● Objetivo 1
Reproduce textualmente un fragmento del pasaje sobre la Leyenda Negra. Empieza en las palabras que contienen "Obviando a Francia, Holanda" y termina justo después de "una palabra: genocidio.".
● Objetivo 2
Indica, por favor, si cada afirmación coincide con el pasaje sobre la Leyenda Negra. Responde sí o no y cita las palabras del pasaje que lo deciden: (a) El autor anuncia que se centrará en Francia, Holanda y Bélgica. (b) La expansión de los colonos desde el Atlántico hasta el Pacífico se resume con la palabra genocidio. (c) Se están creando asociaciones hispanistas.
● Objetivo 3
Prolonga el pasaje sobre la Leyenda Negra a partir de su última oración.

● Pasaje
---
El Himalaya de verdades del genocidio yankee
Laureano Benítez.- Últimamente está teniendo lugar en España e Hispanoamérica una revisión crítica de la llamada “Leyenda Negra”, creándose asociaciones hispanistas, publicándose libros que reivindican los logros del imperio hispánico, realizándose foros, jornadas, congresos… La estrategia para desmontar el Himalaya de mentiras de esa “Leyenda Negra” consiste en exponer el Himalaya de verdades del colosal esfuerzo con el que España integró un vasto continente en la catolicidad y la civilización occidental.
Sin embargo, en esta labor de revisión histórica no se le ha dado la relevancia necesaria a un vector metodológico que también puede contribuir en gran medida a destruir el mito del “genocidio” español en Hispanoamérica: comparar nuestra obra civilizadora con la política colonial que siguieron las potencias colonialistas europeas, estrategia que pone de relieve el Himalaya de verdades del genocidio que operaron en sus colonias, con pruebas irrefutables, hasta el punto de que, como veremos, este genocidio ya es admitido sin eufemismos por los historiadores de esas potencias coloniales.
Obviando a Francia, Holanda y Bélgica, nos centraremos en exponer la colosal empresa genocida en que consistió la política colonial y de conquista de los “yankees”, es decir, de los colonos europeos de origen inglés, una vez independizados de la metrópoli. Para más INRI, lo que vamos a relatar a continuación fue protagonizado por una supuesta “democracia” que promulgó –por primera vez en la Historia– los “Derechos del Hombre y del Ciudadano”, basados en la igualdad (¿¡) entre los hombres. La aventura expansionista de esos colonos desde el Atlántico hasta el Pacífico se puede resumir con una palabra: genocidio.
---
● Sección de datos

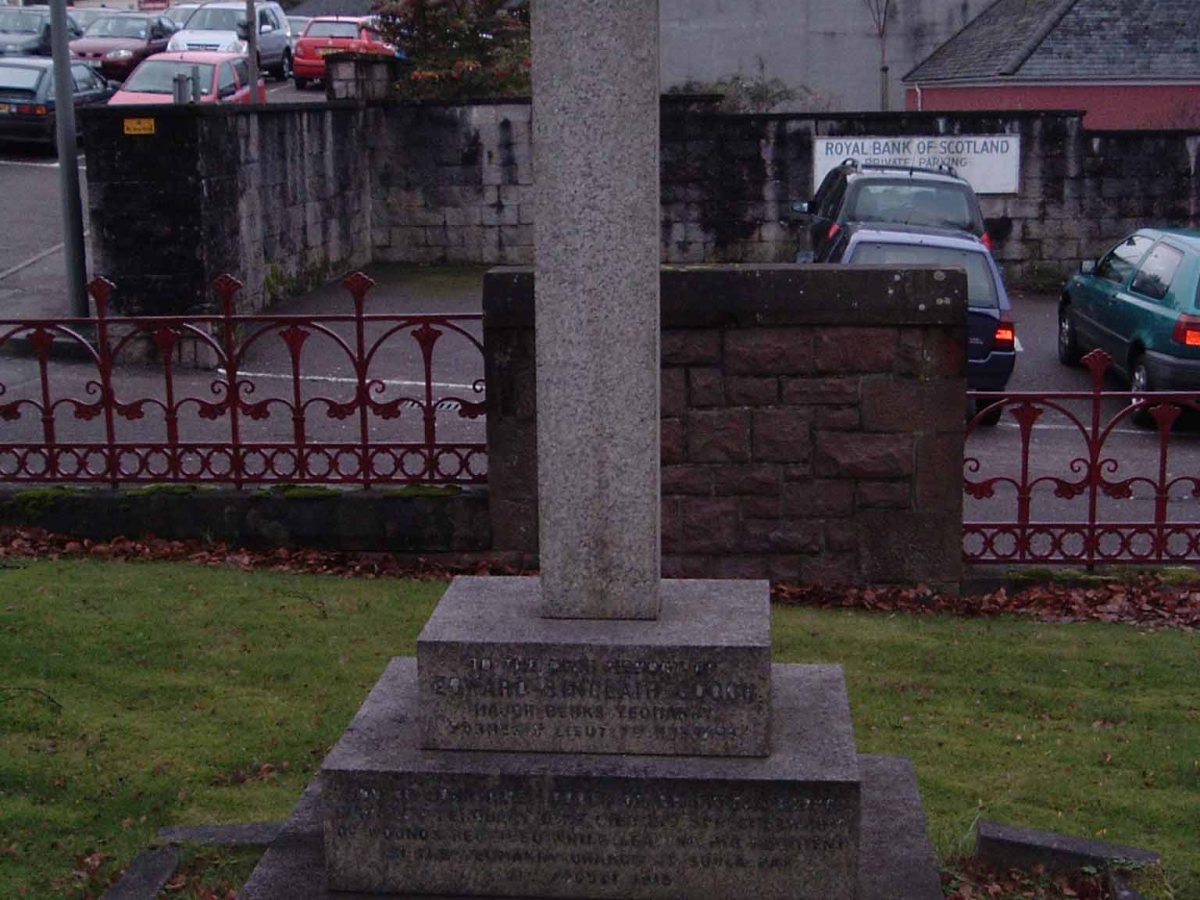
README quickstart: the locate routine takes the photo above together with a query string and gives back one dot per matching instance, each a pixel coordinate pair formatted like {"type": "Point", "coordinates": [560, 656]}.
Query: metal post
---
● Resultado esperado 1
Obviando a Francia, Holanda y Bélgica, nos centraremos en exponer la colosal empresa genocida en que consistió la política colonial y de conquista de los “yankees”, es decir, de los colonos europeos de origen inglés, una vez independizados de la metrópoli. Para más INRI, lo que vamos a relatar a continuación fue protagonizado por una supuesta “democracia” que promulgó –por primera vez en la Historia– los “Derechos del Hombre y del Ciudadano”, basados en la igualdad (¿¡) entre los hombres. La aventura expansionista de esos colonos desde el Atlántico hasta el Pacífico se puede resumir con una palabra: genocidio.

● Resultado esperado 2
(a) No: «Obviando a Francia, Holanda y Bélgica, nos centraremos en exponer la colosal empresa genocida en que consistió la política colonial y de conquista de los “yankees”».
(b) Sí: «La aventura expansionista de esos colonos desde el Atlántico hasta el Pacífico se puede resumir con una palabra: genocidio».
(c) Sí: «creándose asociaciones hispanistas».

● Resultado esperado 3
Los historiadores han debatido durante mucho tiempo sobre la población precolombina de las Américas. En 2023, el historiador Ned Blackhawk sugirió que la población de América del Norte se había reducido a la mitad entre 1492 y 1776, de unos 8 millones de personas a menos de 4 millones. Russell Thornton estimó que en 1800 unos 600.000 nativos americanos vivían en las regiones que se convertirían en los Estados Unidos modernos y disminuyeron a unos 250.000 en 1890 antes de recuperarse.
En Estados Unidos viven en la actualidad más de 570 tribus nativas americanas reconocidas a nivel federal, de las cuales aproximadamente la mitad están asociadas con reservas indias; según un censo de 2020, hay aproximadamente 9,7 millones de nativos, cerca del 2.9% de la población. Estas cifras representan solo nativos o en combinación con otras razas y nativos sin combinación étnica 3.727.135 de personas o el (1,1% de la población americana).
Los blancos anglosajones diezmaron sin piedad las tribus nativas, hasta el punto de que hoy se calcula que éstas ―contando también Alaska, Hawái y otras islas del Pacifico― sólo cuentan con poco más de 4 millones de individuos: espeluznante cifra. Por ejemplo, solamente quedan unos 96.000 apaches, 18.000 cheyenes, 19.376 comanches, 80.000 iroqueses… ¿para qué seguir?
De las 3.796.742 millas cuadradas que comprende Estados Unidos, las reservas totalizan 49.933 millas cuadradas, aproximadamente el 1,3% del área total.
No he estado nunca en América del Norte, pero me da que es sumamente difícil toparse por las calles de sus ciudades con cherokees, comanches, apaches, chirikawas, sioux, etc, incluso en la multirracial Nueva York. Sin embargo, muchos de los países hispanoamericanos conservan un gran porcentaje de población indígena, que en las regiones andinas llega a superar el 50%. Pero no hace falta irse tan lejos, porque en muchas ciudades españolas se pueden ver hispanoamericanos con claros rasgos indígenas y mestizos.
El genocidio yankee también afectó al medio ambiente: en la década de 1870, miles de cazadores descendieron a las llanuras para matar bisontes. La mayoría estaban motivados por el dinero más que por la ideología, pero el Ejército de los EE.UU. estaba feliz de dar un paso atrás y dejarlos cazar.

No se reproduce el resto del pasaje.